=== Excerpt ===

----------------

For this year’s Thanksgiving holiday, a group of CUNY students and faculty in our PLP club had no plans. At the last minute, we learned about and joined a bus trip to Plymouth Rock, sponsored by a Brooklyn-based community organization of workers from Haiti. Plymouth is the site of the 1620 Mayflower landings and one of British capitalism’s first successful colonies, and today is the site of the annual “National Day of Mourning” ceremony. The ceremony and protest were multiracial, attended by hundreds of indigenous workers from the U.S., Canada and Mexico, alongside mostly Black workers and a variety of young pro-Palestine youth.

These workers and youth stood in the pouring cold rain hearing speeches from indigenous and Palestinian youth, connecting the past and present European and U.S. genocide of indigenous civilizations with the U.S.’ genocide of Black, Arab and Palestinian workers. One militant young indigenous woman leader, after movingly summarizing the list of U.S. imperialism’s crimes and connecting them with anti-Black racism and police terror in the U.S., named the ultimate cause of all oppression: capitalism, with revolution as the solution.

----------------

=== Information supplied ===
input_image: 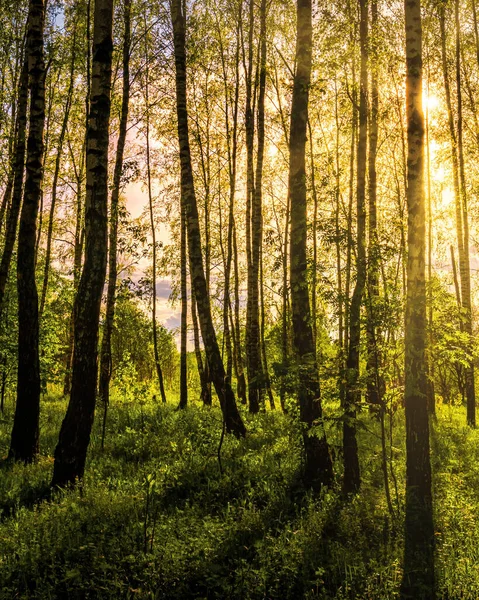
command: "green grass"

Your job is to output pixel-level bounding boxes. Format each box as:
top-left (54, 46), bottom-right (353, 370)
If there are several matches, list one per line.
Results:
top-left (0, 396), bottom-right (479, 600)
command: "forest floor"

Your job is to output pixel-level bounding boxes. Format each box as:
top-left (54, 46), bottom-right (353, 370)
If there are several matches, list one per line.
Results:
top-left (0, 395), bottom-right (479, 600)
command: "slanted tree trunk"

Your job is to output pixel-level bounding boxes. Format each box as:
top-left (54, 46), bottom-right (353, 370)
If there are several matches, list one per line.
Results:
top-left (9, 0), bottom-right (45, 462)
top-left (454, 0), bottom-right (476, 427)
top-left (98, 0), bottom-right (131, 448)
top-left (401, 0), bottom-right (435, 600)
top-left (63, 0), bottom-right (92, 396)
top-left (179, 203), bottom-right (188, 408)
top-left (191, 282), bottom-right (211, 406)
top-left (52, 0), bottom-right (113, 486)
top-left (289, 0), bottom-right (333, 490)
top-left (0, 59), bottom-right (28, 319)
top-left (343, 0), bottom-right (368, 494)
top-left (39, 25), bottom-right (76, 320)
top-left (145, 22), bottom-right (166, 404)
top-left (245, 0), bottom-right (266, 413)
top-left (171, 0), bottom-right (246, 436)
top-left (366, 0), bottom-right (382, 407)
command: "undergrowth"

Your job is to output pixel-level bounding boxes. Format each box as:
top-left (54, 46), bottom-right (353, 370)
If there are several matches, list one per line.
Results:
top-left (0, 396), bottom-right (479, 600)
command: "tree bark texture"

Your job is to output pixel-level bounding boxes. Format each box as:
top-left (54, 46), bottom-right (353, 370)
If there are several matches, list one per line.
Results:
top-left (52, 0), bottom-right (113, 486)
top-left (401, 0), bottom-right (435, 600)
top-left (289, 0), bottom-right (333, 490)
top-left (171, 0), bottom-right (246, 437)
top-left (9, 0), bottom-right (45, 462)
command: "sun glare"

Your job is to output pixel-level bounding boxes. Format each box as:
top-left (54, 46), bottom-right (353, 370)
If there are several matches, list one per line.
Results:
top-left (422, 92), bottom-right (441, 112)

----------------

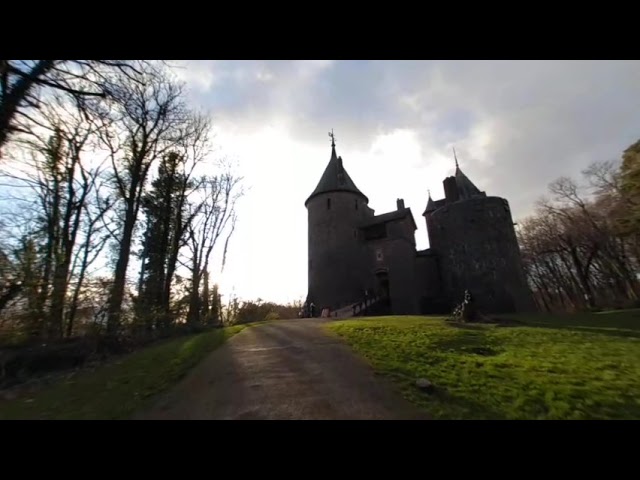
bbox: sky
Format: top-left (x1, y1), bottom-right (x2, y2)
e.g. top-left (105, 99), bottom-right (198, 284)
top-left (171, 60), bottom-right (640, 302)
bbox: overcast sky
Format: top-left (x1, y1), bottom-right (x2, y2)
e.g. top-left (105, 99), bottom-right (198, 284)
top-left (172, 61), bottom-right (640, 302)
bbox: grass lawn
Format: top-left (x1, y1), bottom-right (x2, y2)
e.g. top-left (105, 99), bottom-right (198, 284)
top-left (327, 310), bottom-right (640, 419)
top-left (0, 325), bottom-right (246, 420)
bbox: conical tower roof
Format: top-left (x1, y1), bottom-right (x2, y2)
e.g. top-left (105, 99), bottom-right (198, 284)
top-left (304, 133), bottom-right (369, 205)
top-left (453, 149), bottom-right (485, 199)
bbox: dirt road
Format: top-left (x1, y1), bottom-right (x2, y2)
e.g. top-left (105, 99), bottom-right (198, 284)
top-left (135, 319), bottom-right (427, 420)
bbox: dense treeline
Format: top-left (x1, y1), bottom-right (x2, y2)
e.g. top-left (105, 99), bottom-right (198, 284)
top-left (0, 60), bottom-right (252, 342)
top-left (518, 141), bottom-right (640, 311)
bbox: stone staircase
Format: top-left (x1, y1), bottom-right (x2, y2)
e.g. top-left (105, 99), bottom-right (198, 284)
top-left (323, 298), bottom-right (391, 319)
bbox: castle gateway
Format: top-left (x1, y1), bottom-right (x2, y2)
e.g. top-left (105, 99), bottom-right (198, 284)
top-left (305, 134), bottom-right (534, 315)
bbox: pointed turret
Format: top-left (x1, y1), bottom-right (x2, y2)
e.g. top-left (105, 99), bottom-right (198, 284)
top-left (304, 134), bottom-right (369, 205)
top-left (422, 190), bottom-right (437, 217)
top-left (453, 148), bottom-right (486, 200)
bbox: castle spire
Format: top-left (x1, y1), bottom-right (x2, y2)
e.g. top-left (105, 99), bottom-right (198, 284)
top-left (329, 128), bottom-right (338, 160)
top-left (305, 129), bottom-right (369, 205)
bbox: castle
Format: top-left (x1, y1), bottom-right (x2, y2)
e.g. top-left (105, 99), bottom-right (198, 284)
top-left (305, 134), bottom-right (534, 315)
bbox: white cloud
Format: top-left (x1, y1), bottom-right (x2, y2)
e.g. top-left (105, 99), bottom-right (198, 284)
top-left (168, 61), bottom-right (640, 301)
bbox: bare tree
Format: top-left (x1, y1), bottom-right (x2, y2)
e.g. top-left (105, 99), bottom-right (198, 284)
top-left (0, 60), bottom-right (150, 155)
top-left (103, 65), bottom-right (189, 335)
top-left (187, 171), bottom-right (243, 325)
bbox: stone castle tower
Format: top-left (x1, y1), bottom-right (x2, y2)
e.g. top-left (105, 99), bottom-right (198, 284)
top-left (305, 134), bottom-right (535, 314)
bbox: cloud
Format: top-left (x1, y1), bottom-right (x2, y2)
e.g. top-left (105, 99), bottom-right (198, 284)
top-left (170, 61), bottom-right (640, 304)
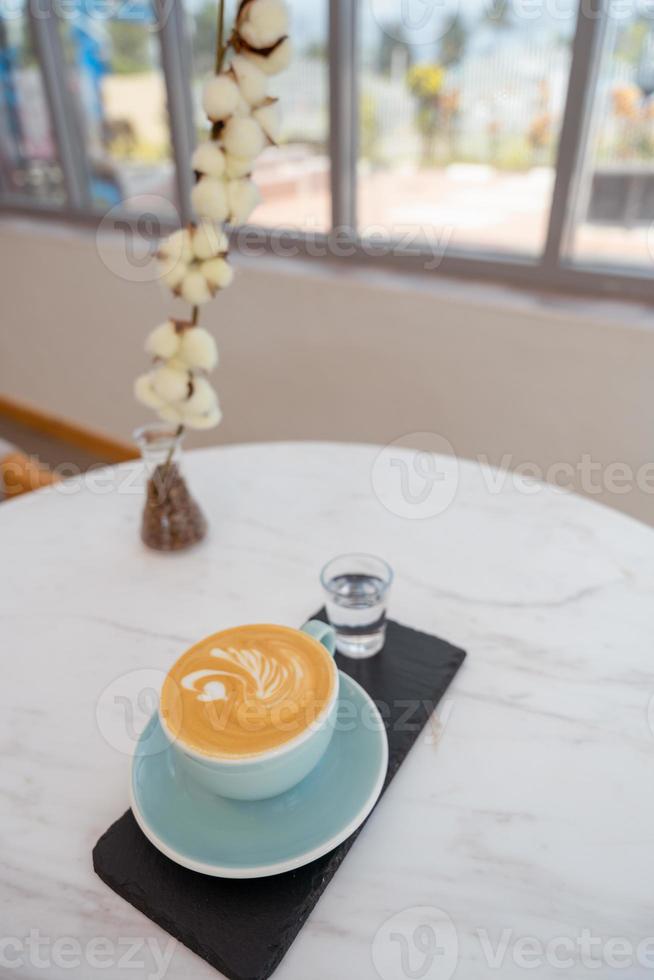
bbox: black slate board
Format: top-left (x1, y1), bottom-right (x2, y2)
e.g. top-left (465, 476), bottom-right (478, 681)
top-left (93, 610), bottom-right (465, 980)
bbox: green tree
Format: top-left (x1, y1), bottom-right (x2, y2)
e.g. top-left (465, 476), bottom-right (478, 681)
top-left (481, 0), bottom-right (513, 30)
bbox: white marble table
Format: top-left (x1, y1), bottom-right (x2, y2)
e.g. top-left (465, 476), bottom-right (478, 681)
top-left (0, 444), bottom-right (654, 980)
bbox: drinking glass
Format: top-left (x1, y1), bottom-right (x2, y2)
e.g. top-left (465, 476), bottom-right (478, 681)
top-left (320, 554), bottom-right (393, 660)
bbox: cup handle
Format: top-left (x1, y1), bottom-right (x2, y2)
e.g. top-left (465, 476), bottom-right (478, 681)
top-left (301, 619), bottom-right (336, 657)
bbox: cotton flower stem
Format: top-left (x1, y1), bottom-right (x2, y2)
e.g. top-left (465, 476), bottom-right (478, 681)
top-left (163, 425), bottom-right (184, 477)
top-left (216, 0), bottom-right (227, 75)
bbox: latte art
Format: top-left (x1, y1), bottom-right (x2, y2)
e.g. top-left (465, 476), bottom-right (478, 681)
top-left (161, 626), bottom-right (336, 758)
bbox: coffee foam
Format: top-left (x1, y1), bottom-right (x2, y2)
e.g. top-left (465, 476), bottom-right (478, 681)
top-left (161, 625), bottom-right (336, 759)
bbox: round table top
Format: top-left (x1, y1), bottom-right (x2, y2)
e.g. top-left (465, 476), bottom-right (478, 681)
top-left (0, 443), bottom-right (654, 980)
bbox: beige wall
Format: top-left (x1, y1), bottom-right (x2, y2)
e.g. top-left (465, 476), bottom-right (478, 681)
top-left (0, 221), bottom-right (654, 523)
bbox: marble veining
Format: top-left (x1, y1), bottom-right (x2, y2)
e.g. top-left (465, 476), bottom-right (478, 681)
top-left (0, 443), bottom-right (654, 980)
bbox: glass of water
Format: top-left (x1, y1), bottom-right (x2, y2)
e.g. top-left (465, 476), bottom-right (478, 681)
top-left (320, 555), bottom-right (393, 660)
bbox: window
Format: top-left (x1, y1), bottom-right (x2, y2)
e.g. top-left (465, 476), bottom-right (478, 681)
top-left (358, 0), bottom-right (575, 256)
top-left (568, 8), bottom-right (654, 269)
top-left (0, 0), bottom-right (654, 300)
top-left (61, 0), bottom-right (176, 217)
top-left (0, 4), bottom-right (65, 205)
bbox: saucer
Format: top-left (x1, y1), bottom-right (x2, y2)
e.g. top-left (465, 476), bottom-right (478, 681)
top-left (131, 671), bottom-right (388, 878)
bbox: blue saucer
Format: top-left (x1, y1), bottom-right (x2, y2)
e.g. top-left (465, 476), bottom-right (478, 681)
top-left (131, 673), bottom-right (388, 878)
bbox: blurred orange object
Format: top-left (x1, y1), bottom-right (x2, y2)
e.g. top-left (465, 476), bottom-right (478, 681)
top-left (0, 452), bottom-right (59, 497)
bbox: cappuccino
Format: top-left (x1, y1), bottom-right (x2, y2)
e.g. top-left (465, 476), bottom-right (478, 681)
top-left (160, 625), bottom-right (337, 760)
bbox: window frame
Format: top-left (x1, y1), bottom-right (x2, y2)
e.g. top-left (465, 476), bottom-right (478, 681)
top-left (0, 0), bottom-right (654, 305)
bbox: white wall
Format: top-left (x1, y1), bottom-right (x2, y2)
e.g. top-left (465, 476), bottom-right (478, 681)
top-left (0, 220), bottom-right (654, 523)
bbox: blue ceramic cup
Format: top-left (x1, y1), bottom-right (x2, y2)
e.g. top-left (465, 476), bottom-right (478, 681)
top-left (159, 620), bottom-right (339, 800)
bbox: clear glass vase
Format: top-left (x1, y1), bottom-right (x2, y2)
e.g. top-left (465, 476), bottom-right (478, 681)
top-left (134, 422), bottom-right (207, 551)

----------------

=== Written tasks ===
1. According to the Plymouth Rock account, who sponsored the bus trip?
2. Pick up the Plymouth Rock account right after its last sentence and write the next part.
You won't need the entries for any of this.

=== Results of the tasks ===
1. A Brooklyn-based community organization of workers from Haiti.

2.
Despite these strengths every speaker missed a class analysis of capitalism, and could not identify international workers’ power for communism as the solution. And with communist politics absent, the call for revolution was quickly submerged and confused with capitalist ideas of nationalism, identity politics like supporting small Black/ indigenous capitalists, and religion, exemplified by the emphasis on prayer and nationalist flags of Palestine, Lebanon and various Black nationalist flags in the crowd.

The next day, we visited Harvard University, and as one of the CUNY students writes: 

Harvard lives up to its reputation and my expectations, with grandiose structures and buildings that exactly flaunt its “old-money” status. Our group was small, and we were short on time, but we distributed CHALLENGE nonetheless. Reactions were mixed, with a majority being negative.

Many were simply shocked, but we did manage to distribute a decent amount of newpapers!

It’s likely that most of the students with a working class background have some understanding of class, as they’re surrounded by actual children of the bourgeoisie but there needs to be an organized and committed Party club to expose the reality of deep inequality and false meritocracy to win the students to fight for the working class and not be the future stooges or members of the capitalist class.

If I learned anything, it would be that it reinforced the idea that we need better organization and greater commitment. Had we a larger group and more time, we could have seized space and had a greater presence and really disrupt the square.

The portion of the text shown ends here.